____ Raw records
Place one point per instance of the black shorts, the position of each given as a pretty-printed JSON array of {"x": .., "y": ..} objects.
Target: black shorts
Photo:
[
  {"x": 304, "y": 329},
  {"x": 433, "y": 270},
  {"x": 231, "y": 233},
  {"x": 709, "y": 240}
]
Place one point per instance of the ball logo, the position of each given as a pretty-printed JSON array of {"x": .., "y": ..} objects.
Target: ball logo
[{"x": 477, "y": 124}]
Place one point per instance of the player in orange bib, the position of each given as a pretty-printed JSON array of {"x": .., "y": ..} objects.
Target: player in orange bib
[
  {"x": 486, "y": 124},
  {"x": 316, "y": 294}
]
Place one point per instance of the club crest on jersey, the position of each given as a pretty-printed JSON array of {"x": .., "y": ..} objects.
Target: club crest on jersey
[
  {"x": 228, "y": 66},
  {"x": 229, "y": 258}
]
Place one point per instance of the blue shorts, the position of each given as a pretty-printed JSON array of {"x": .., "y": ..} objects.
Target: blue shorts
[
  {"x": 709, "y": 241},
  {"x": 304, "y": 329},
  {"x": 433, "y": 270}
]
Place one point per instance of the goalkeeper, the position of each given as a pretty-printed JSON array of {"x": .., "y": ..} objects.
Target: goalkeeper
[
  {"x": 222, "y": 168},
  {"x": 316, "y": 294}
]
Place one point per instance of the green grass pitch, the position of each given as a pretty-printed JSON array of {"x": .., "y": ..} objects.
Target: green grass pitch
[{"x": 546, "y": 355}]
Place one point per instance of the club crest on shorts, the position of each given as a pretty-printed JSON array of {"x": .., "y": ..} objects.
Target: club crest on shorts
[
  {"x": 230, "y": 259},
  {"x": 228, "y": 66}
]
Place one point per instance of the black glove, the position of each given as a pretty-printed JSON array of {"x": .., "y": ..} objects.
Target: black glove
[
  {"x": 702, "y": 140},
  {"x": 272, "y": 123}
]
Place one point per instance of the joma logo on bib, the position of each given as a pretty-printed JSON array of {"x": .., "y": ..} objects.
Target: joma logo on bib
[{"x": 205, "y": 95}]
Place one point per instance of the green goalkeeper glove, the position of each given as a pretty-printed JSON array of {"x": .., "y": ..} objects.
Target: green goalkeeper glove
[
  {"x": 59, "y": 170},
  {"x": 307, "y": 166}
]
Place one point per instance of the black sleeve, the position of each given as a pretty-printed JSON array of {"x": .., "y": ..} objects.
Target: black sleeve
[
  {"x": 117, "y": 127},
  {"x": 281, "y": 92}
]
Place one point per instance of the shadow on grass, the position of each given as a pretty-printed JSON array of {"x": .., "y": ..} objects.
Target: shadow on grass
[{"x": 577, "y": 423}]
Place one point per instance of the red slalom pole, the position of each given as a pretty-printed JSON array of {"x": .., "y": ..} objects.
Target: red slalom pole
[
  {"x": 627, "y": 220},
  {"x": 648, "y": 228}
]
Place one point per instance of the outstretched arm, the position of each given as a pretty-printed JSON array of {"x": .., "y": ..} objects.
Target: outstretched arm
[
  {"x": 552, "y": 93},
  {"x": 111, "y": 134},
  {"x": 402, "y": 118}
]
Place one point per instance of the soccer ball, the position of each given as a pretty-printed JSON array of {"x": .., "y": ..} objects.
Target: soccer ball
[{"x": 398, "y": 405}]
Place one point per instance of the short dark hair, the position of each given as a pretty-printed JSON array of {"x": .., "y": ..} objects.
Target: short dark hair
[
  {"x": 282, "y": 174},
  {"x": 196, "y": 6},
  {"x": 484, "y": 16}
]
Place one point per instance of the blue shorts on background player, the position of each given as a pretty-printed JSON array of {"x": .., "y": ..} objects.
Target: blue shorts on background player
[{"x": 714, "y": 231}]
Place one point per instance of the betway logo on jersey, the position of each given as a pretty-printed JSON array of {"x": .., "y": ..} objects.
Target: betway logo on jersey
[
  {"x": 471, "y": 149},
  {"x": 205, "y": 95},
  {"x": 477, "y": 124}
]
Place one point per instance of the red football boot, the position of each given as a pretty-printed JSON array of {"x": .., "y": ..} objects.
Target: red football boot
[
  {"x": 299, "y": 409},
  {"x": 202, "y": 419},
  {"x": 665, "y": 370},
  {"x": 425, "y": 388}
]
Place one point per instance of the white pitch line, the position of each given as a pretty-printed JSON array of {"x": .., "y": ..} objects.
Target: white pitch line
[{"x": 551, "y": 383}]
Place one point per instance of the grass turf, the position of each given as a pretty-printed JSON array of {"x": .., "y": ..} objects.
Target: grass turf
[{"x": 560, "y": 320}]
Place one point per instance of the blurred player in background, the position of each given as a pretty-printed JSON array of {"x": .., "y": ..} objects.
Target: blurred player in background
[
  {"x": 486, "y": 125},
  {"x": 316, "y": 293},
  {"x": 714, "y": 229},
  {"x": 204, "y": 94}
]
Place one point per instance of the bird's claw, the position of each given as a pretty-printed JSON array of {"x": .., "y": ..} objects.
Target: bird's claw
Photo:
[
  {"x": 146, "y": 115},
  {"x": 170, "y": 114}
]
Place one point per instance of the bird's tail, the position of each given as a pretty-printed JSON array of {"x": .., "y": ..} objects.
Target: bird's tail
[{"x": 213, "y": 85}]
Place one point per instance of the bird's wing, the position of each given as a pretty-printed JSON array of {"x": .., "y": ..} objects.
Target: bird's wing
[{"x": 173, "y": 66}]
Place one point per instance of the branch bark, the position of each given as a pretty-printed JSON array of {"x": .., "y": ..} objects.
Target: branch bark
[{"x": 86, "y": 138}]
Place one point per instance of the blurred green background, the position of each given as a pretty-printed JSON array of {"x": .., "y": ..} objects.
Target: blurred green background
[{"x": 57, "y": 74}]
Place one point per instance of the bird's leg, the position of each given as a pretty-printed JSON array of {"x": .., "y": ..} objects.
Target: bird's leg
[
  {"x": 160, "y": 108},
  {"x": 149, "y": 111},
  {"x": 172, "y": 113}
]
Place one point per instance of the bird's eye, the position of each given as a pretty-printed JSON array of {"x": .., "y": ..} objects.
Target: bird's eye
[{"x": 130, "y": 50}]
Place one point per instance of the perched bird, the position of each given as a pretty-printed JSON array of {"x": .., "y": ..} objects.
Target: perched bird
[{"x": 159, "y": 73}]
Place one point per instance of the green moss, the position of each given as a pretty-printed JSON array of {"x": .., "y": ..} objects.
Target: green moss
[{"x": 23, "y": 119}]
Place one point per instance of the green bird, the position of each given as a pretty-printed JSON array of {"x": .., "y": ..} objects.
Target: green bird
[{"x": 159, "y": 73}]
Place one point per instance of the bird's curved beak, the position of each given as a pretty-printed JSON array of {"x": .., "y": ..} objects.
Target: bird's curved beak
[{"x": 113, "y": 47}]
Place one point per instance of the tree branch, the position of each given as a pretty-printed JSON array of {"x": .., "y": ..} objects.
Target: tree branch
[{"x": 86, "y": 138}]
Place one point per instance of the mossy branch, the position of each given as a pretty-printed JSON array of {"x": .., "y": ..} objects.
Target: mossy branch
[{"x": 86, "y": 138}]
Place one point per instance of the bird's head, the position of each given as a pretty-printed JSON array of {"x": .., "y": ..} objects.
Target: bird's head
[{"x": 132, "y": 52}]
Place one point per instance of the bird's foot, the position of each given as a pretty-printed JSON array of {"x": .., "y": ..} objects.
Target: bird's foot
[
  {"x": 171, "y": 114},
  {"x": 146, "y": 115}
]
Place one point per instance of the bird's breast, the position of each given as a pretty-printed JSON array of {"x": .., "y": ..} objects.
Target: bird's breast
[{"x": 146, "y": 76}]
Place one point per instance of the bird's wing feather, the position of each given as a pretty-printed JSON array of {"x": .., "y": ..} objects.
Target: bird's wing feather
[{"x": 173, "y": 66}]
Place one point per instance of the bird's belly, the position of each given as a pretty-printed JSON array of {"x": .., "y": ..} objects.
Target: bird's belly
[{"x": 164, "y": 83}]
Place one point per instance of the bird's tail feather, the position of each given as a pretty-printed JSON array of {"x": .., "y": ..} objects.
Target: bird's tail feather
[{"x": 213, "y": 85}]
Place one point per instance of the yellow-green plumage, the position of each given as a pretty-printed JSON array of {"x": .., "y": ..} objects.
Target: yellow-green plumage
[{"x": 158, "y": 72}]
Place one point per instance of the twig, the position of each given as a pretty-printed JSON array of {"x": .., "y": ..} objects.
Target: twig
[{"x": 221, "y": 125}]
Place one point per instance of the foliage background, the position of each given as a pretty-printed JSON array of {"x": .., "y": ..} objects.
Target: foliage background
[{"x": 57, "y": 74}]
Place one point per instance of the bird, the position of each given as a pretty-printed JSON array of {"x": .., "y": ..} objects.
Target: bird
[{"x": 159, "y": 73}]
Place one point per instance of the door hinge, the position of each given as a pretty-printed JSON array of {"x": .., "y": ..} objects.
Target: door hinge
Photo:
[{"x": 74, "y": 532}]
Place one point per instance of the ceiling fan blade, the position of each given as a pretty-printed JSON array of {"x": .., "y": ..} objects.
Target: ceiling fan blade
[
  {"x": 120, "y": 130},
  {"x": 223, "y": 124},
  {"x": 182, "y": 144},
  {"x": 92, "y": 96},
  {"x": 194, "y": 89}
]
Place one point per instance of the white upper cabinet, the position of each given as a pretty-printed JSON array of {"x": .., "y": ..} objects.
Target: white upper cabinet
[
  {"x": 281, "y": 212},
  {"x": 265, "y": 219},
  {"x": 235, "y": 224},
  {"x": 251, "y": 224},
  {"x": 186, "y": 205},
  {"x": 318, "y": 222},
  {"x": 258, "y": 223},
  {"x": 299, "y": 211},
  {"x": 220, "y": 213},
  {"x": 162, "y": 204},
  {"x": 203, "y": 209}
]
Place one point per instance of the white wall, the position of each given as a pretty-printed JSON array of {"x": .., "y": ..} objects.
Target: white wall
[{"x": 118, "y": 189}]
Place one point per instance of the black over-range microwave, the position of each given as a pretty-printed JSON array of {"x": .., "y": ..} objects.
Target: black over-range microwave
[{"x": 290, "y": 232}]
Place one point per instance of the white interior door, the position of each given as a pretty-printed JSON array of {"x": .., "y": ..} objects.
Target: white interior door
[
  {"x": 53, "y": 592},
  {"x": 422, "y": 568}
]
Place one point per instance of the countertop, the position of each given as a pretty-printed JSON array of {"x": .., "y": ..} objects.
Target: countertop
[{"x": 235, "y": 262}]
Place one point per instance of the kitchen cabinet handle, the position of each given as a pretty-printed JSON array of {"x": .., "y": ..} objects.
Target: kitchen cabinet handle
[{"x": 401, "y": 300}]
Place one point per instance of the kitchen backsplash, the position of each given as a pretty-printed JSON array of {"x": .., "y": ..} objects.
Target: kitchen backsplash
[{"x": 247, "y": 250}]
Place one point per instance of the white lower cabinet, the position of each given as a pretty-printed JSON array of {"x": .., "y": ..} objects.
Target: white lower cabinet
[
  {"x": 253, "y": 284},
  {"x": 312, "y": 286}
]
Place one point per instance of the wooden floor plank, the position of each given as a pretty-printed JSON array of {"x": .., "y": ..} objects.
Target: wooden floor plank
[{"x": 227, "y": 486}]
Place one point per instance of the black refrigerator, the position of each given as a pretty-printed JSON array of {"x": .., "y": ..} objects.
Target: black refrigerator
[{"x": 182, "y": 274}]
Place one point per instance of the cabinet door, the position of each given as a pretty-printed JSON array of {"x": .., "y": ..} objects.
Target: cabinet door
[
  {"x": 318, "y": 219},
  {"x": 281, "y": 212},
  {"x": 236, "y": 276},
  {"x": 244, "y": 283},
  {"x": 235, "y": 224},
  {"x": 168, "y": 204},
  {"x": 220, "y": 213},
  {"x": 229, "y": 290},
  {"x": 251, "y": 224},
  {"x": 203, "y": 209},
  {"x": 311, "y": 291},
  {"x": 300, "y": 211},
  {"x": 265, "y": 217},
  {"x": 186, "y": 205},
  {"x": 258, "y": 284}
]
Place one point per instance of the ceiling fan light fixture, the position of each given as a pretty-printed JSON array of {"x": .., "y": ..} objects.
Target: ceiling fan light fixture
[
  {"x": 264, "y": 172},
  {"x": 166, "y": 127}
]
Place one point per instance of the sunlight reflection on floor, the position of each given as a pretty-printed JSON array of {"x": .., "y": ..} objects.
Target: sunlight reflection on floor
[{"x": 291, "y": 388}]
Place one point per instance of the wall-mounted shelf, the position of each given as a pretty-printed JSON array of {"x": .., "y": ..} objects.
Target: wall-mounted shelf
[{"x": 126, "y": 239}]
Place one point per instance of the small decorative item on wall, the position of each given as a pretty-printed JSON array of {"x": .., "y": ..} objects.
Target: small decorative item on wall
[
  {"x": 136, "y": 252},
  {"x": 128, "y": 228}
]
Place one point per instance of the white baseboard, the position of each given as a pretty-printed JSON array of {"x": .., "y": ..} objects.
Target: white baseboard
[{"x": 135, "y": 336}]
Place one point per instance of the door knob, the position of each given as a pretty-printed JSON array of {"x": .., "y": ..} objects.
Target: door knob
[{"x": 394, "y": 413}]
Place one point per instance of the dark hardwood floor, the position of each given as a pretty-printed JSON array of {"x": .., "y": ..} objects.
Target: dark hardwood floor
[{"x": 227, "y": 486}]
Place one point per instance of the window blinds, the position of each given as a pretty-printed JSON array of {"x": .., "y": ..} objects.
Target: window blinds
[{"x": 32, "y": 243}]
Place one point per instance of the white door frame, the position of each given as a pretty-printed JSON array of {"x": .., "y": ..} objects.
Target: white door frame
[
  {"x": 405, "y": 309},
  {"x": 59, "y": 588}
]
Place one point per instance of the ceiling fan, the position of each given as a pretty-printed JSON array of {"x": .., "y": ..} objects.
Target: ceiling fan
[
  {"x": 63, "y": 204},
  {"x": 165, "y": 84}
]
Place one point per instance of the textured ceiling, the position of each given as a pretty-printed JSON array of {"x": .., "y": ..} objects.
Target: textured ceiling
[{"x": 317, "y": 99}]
________
• _Exercise goal_:
Take the line holding "Place one point per instance of the white baseboard, the" and all lines after it through the end of the data, and set them down exactly.

• _Solution to this exercise_:
Place one point per instance of the white baseboard, the position of each given as a pretty-printed JSON array of {"x": .., "y": ..} objects.
Target: white baseboard
[{"x": 135, "y": 336}]
Place one point per instance of the door knob, the position of each given as a pretty-printed JSON array of {"x": .., "y": ..} objects.
Target: door knob
[{"x": 394, "y": 413}]
Place one point per instance of the dark hardwood floor, the position of each given as a pretty-printed JSON array of {"x": .., "y": ..} objects.
Target: dark hardwood floor
[{"x": 227, "y": 486}]
Place one point per instance of the window blinds, the position of each given as a pretty-printed JSON array of {"x": .., "y": ..} objects.
Target: window blinds
[{"x": 32, "y": 243}]
Place one point per instance of the white door frame, the position of each given as a pretty-printed JSON array of {"x": .., "y": ..} objects.
Target: white door frame
[
  {"x": 405, "y": 309},
  {"x": 59, "y": 588}
]
Place one point per instance of the ceiling fan, the position of each given as a pretty-printed JSON array of {"x": .., "y": ..} objects.
Target: ceiling fan
[
  {"x": 63, "y": 204},
  {"x": 165, "y": 84}
]
Place one point per instance of the textured ceiling, the position of each given as a pretty-printed JSON array of {"x": .., "y": ..} objects.
Target: textured ceiling
[{"x": 317, "y": 99}]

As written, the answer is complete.